= Assignment =
Could you copy every line of the data that contains the word "green"?
───── Data listing
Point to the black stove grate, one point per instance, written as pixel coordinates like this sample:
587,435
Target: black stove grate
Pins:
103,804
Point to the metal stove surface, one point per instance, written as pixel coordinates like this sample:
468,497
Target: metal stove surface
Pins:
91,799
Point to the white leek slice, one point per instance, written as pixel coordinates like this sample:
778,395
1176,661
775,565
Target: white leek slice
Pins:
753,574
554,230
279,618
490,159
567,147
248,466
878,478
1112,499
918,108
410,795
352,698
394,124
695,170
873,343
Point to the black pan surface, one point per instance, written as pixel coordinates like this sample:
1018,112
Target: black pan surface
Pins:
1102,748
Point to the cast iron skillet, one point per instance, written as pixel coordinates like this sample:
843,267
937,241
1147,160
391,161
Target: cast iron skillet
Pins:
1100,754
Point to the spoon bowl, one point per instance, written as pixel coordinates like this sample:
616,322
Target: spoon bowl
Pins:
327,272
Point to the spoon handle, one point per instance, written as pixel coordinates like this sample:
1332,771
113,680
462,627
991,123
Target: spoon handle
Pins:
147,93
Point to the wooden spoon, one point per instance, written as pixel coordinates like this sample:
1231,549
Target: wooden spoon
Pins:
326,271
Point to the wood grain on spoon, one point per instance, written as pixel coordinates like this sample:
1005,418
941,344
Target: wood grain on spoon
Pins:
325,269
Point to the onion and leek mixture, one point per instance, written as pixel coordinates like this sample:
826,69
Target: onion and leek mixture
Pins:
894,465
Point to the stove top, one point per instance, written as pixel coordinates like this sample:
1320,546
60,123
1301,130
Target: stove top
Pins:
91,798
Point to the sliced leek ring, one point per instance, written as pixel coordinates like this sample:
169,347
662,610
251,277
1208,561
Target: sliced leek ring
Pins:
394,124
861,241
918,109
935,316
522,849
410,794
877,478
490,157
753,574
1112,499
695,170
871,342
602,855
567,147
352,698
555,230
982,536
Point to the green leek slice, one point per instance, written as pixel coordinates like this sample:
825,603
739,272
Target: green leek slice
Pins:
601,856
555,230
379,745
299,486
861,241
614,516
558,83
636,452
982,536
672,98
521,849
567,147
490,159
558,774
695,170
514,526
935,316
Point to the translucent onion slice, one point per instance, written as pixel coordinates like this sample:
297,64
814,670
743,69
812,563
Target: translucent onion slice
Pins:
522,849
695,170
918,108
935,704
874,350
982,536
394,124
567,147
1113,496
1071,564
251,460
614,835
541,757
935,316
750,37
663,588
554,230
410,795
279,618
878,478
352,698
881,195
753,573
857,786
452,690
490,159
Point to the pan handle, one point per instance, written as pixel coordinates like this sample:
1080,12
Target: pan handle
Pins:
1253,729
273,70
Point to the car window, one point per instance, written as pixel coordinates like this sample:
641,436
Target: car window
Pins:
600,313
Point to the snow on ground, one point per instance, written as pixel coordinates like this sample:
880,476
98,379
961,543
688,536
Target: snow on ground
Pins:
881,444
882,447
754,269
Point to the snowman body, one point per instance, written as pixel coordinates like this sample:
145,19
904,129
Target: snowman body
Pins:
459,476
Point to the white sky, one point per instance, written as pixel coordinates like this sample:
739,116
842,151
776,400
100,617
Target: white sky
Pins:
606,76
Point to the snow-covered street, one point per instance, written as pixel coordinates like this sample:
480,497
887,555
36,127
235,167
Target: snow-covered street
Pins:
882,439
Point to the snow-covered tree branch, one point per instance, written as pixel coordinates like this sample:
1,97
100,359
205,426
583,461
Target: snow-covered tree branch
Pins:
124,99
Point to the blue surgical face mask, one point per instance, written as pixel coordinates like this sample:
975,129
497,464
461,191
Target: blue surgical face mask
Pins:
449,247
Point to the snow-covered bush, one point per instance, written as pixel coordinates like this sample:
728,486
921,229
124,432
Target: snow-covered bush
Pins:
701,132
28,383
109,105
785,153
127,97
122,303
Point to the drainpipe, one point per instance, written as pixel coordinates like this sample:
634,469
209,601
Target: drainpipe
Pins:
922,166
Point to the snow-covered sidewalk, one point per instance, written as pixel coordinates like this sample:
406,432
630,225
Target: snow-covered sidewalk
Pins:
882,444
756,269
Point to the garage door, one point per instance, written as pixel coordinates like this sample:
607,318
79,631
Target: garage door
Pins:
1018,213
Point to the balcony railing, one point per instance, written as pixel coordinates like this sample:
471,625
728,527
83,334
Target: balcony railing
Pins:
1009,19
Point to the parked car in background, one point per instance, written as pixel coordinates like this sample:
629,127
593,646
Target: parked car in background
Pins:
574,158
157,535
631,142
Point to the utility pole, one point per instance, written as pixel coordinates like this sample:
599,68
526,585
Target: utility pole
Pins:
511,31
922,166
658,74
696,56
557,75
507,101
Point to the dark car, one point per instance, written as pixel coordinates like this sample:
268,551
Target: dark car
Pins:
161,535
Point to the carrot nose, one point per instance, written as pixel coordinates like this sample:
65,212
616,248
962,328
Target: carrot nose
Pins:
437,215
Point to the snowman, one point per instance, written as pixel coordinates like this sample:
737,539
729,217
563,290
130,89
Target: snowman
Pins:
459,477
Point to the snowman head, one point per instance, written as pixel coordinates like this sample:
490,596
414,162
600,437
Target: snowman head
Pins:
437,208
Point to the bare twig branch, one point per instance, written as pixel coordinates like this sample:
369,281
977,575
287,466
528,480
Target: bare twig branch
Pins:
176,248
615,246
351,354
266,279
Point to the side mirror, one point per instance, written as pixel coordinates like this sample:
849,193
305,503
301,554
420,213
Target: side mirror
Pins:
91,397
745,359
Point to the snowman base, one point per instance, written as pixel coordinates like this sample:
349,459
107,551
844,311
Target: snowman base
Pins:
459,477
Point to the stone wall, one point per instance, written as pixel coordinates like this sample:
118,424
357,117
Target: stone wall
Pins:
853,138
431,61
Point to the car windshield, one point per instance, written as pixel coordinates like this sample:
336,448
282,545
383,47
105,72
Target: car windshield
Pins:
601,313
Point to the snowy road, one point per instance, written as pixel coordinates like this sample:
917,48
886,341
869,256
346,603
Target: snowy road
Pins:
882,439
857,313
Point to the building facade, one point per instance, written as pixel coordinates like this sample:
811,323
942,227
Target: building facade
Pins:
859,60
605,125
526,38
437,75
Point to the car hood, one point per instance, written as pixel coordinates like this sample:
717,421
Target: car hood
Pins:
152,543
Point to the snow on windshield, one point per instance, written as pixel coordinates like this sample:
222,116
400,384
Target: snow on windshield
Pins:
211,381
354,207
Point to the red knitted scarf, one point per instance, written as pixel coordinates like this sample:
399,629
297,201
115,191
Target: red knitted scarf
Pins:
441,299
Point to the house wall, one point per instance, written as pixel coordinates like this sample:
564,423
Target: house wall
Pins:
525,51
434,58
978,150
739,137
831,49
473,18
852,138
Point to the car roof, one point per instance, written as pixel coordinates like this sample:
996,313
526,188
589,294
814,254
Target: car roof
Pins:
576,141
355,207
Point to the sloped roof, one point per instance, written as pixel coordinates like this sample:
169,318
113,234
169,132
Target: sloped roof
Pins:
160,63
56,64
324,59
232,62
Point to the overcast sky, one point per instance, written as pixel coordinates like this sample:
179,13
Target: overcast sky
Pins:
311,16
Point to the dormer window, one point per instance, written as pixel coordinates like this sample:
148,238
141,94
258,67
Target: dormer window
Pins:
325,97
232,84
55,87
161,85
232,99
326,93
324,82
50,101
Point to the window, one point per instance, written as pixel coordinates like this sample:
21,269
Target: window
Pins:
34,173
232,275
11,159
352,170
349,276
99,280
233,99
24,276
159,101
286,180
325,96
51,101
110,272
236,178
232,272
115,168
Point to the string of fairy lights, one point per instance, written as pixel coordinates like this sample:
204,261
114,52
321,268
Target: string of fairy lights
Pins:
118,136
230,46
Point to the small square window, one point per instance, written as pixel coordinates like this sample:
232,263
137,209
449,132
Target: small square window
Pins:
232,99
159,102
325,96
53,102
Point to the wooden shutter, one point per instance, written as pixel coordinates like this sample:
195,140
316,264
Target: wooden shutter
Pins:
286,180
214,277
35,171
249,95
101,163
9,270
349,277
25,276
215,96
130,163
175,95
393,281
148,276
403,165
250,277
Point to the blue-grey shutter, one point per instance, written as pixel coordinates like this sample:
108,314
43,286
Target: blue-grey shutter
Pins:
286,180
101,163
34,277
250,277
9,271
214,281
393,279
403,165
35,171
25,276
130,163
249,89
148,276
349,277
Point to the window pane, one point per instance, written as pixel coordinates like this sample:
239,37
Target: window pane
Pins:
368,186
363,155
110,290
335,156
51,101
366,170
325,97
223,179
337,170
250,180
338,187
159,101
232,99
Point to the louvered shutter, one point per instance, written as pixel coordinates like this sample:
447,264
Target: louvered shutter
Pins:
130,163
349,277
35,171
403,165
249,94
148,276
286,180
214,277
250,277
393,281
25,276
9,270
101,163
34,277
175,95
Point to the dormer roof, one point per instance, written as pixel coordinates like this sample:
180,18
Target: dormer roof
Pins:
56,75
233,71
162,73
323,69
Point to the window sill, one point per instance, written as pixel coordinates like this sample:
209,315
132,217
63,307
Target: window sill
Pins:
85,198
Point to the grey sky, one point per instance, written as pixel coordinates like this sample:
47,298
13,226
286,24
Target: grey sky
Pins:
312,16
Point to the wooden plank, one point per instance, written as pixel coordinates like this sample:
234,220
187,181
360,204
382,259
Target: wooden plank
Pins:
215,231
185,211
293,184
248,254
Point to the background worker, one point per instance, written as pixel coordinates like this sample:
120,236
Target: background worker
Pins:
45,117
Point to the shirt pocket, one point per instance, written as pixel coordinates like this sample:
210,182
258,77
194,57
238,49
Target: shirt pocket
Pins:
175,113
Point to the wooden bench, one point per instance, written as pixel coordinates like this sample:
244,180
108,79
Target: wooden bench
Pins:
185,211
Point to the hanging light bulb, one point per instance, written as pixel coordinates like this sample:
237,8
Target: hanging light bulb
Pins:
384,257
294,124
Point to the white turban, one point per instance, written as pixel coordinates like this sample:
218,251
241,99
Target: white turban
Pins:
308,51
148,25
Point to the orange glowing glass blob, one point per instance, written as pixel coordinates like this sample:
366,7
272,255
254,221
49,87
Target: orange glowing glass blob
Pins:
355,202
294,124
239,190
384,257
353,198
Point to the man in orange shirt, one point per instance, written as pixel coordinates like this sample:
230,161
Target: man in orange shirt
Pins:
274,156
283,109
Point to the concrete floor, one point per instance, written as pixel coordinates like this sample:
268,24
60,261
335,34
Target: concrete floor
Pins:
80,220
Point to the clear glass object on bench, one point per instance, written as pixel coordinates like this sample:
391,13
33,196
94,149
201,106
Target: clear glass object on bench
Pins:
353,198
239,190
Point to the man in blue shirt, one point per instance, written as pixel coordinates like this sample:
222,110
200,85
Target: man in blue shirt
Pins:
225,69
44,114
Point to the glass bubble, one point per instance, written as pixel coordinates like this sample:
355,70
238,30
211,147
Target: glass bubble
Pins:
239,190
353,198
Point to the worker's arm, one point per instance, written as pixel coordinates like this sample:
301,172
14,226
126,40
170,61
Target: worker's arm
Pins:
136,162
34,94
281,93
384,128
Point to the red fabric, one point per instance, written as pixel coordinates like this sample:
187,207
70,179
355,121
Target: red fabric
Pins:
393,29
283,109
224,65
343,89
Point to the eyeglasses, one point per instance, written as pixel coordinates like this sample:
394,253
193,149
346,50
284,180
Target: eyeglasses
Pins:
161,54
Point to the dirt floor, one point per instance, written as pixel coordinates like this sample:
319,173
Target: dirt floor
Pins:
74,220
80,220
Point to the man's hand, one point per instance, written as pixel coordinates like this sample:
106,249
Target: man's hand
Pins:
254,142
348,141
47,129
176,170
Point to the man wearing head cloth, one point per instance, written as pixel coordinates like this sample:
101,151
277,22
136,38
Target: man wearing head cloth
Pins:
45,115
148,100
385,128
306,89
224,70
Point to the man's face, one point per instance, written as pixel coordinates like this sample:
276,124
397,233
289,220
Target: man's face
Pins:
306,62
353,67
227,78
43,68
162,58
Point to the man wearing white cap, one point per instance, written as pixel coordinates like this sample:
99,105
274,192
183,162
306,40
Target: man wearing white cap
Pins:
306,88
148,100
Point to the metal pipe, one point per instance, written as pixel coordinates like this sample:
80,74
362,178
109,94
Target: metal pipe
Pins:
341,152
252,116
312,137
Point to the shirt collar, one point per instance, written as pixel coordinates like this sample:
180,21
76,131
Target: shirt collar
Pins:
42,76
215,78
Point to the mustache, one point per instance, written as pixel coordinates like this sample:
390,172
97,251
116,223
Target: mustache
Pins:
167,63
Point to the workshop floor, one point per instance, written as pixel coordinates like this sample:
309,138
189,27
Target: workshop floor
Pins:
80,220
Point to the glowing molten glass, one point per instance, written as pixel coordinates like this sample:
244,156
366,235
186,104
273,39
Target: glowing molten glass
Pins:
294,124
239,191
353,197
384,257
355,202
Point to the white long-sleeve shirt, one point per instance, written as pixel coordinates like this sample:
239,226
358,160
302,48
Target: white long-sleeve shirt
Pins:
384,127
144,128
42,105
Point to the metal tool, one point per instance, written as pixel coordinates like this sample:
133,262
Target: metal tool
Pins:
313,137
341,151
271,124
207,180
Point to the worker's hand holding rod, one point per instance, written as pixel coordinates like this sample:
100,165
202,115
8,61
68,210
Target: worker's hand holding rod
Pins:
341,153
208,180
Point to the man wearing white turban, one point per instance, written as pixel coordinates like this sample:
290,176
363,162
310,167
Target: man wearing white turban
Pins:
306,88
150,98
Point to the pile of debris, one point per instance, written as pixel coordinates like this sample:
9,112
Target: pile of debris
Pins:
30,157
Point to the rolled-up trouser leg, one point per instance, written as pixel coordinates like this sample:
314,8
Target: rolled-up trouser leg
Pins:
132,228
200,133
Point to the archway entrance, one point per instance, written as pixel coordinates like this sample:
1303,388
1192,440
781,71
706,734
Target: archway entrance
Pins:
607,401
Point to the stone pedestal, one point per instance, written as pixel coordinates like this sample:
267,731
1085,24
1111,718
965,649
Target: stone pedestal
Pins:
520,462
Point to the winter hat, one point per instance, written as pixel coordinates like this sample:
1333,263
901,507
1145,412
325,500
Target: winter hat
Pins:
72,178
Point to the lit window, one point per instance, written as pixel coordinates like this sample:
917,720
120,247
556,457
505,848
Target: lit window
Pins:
──────────
= Completed exercise =
Point to the green leek slice, one point per instance, written as pixel coordinates like this sample:
Target: green leek slice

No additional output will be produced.